PROBLEM TO WORK ON:
Answer these questions about the Guatemala excerpt:
(a) Which Bible passage is quoted?
(b) What date appears above the heading "Love for the mission"?
(c) How old was the baby girl brought to the hospital?

[Opening SELECTED EXCERPT section]

Being back feels like a dream. I want to wake up and be back in Guatemala. I will say that it feels good to be with my parents. It was so neat seeing my mom and giving her a big hug as I walked out of the airport. Family is what tugs at my heart. I know that I will miss seeing them and have those funny talks with my mom. I also cannot ignore God's calling. I hear Him so loud and clear and I want to chose to be obedient to His call. 


"Trust in the Lord with all your heart and lean not on your own understanding; in all your ways submit to him, and he will make your paths straight". (Proverbs 3:5, 6 NIV)


Wednesday, August 28, 2013

Love for the mission

I will admit that it has been such an emotional roller coaster being here in Guatemala. I have been told story after story of different cases of kids here in the Hogar as well as other children and teens. It's heartbreaking hearing the stories and even in the news of children being killed by their parents/ stepparent. I will share a story that was told by a nurse.

A father and mother brought in a 40 day old baby girl to the hospital because the baby was he hemorrhaging. The mom told the doctors that she left the house and when she came back the baby was bleeding. The social worker at the hospital brought in a police officer and said that if she would not tell the truth then the police would take her to jail. In the meantime the little baby needed reconstructive surgery of the uterus, intestines and other vital organs.

[Closing SELECTED EXCERPT section]
[Opening DATA LISTING section]

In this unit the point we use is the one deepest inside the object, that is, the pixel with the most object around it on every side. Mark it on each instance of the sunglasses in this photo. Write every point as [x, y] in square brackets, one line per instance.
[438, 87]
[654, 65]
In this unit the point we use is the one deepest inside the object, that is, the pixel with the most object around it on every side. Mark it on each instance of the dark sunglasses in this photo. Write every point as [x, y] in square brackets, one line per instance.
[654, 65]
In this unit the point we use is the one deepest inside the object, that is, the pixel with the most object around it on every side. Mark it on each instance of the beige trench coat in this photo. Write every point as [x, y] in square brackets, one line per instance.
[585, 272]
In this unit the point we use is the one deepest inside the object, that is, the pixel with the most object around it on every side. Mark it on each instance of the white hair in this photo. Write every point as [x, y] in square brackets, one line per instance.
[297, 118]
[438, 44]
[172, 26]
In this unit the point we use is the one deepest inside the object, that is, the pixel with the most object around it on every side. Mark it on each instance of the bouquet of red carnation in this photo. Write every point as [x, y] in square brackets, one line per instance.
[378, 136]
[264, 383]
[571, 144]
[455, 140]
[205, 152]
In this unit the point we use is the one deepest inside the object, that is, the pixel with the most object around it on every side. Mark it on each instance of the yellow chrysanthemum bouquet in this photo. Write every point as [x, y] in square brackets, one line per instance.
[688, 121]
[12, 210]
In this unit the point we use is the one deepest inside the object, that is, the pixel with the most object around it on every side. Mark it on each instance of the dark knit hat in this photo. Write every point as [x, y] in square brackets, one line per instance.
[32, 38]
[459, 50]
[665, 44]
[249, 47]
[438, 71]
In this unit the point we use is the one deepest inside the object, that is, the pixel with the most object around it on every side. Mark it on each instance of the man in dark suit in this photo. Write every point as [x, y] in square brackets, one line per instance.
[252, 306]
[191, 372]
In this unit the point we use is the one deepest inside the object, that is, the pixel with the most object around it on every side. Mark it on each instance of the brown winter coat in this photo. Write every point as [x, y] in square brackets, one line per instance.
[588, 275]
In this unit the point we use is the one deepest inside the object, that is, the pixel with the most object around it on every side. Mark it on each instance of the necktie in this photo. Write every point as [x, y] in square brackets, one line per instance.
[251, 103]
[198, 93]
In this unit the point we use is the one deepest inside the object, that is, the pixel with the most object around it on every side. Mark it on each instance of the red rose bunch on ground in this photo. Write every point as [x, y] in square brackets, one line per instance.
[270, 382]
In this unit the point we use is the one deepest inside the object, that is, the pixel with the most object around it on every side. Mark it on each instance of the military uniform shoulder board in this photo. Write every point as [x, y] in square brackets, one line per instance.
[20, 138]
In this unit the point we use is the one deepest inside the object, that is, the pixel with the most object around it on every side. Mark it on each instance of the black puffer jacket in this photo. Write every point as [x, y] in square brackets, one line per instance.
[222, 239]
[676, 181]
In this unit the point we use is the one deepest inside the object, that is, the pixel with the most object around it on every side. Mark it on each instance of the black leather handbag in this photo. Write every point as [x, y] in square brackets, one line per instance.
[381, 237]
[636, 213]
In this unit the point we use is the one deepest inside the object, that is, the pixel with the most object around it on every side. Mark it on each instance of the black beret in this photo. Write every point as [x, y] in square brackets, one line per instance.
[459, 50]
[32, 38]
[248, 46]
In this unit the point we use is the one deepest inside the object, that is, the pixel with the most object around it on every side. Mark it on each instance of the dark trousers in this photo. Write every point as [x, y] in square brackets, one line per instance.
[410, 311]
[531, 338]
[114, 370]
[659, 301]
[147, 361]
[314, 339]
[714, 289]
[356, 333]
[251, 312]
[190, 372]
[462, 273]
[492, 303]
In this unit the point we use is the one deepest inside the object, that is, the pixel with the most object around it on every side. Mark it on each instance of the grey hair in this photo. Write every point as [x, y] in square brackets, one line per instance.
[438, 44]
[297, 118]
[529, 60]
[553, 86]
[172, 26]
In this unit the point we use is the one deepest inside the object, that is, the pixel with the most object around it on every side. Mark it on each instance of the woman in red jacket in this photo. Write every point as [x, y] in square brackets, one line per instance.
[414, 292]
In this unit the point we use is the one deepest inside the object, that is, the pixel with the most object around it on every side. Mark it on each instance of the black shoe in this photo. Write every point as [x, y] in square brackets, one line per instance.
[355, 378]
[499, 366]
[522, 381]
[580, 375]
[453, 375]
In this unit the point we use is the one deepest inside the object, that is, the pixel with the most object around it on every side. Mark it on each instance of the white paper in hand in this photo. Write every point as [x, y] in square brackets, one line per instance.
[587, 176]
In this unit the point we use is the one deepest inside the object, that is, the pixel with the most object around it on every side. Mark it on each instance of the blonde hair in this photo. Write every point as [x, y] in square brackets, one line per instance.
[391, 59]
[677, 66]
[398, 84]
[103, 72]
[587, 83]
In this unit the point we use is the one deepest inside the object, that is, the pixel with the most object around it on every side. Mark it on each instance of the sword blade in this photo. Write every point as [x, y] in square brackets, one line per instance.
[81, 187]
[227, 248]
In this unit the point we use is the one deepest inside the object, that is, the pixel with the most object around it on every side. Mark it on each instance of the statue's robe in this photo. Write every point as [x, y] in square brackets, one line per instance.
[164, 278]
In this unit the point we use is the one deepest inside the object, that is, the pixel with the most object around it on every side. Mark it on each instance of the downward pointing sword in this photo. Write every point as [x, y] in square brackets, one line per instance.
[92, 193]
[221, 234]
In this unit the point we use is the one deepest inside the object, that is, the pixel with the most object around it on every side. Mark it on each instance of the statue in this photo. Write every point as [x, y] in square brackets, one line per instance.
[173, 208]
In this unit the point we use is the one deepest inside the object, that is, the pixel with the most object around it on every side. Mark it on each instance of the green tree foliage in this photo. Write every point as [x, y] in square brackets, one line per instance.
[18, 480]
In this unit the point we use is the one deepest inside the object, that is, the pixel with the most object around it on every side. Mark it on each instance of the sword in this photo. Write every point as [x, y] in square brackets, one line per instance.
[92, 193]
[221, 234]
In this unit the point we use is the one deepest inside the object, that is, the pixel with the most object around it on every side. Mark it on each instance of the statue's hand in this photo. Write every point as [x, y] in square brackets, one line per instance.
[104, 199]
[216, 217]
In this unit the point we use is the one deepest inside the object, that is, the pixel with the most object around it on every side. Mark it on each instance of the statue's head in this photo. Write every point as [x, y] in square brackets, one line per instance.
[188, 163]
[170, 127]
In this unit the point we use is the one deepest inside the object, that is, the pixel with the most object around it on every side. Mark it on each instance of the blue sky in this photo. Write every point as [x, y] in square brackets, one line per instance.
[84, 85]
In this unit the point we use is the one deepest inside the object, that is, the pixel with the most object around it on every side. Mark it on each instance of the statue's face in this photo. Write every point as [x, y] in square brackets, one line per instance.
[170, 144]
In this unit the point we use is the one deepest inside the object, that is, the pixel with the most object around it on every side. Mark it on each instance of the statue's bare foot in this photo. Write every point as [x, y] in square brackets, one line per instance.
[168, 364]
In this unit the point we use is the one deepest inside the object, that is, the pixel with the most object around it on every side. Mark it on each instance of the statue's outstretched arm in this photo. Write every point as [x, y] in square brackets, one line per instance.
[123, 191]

[Closing DATA LISTING section]

ANSWER BOX:
(a) Proverbs 3:5, 6 (NIV)
(b) Wednesday, August 28, 2013
(c) 40 days old